Required action =
Please restate the material below word for word, from the first line through the one that contains "negative clicks: (602, 358)", inclusive.

============================================================

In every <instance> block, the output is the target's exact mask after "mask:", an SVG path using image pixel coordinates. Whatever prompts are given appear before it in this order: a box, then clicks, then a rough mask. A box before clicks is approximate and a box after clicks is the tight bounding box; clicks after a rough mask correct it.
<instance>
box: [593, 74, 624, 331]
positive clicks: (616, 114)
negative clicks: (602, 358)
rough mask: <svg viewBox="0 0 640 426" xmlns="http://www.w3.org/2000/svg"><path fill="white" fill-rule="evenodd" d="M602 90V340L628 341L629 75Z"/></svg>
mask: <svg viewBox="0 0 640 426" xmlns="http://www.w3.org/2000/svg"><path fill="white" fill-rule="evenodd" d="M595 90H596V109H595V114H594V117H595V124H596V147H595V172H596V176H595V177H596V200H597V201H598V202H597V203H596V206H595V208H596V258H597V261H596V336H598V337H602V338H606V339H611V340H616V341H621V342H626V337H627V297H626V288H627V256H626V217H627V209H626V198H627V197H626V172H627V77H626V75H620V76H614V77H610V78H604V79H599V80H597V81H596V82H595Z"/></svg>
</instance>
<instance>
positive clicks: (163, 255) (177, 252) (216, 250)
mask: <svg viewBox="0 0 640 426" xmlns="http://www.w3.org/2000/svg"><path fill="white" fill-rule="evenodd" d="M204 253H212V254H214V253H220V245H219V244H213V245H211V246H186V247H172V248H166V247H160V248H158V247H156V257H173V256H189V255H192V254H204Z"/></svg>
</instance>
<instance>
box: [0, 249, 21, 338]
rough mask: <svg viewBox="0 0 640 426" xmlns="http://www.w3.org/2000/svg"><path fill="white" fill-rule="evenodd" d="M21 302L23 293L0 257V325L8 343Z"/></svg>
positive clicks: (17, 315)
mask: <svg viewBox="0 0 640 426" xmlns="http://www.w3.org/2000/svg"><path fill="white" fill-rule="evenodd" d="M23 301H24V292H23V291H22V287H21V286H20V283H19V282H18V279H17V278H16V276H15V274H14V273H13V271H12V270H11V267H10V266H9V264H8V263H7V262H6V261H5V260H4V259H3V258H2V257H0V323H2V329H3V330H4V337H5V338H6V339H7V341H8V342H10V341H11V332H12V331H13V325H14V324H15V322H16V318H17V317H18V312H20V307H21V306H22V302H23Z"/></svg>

============================================================

Output for this exercise =
In every <instance> block, the output is the target's exact mask after "mask:", an SVG path using image pixel coordinates. Whatever prompts are given appear before it in this order: a box, then clicks, then a rough mask. A box before clicks is approximate and a box after clicks is the tight bounding box; clicks after a rough mask correct it.
<instance>
box: [593, 74, 624, 331]
positive clicks: (616, 114)
negative clicks: (602, 358)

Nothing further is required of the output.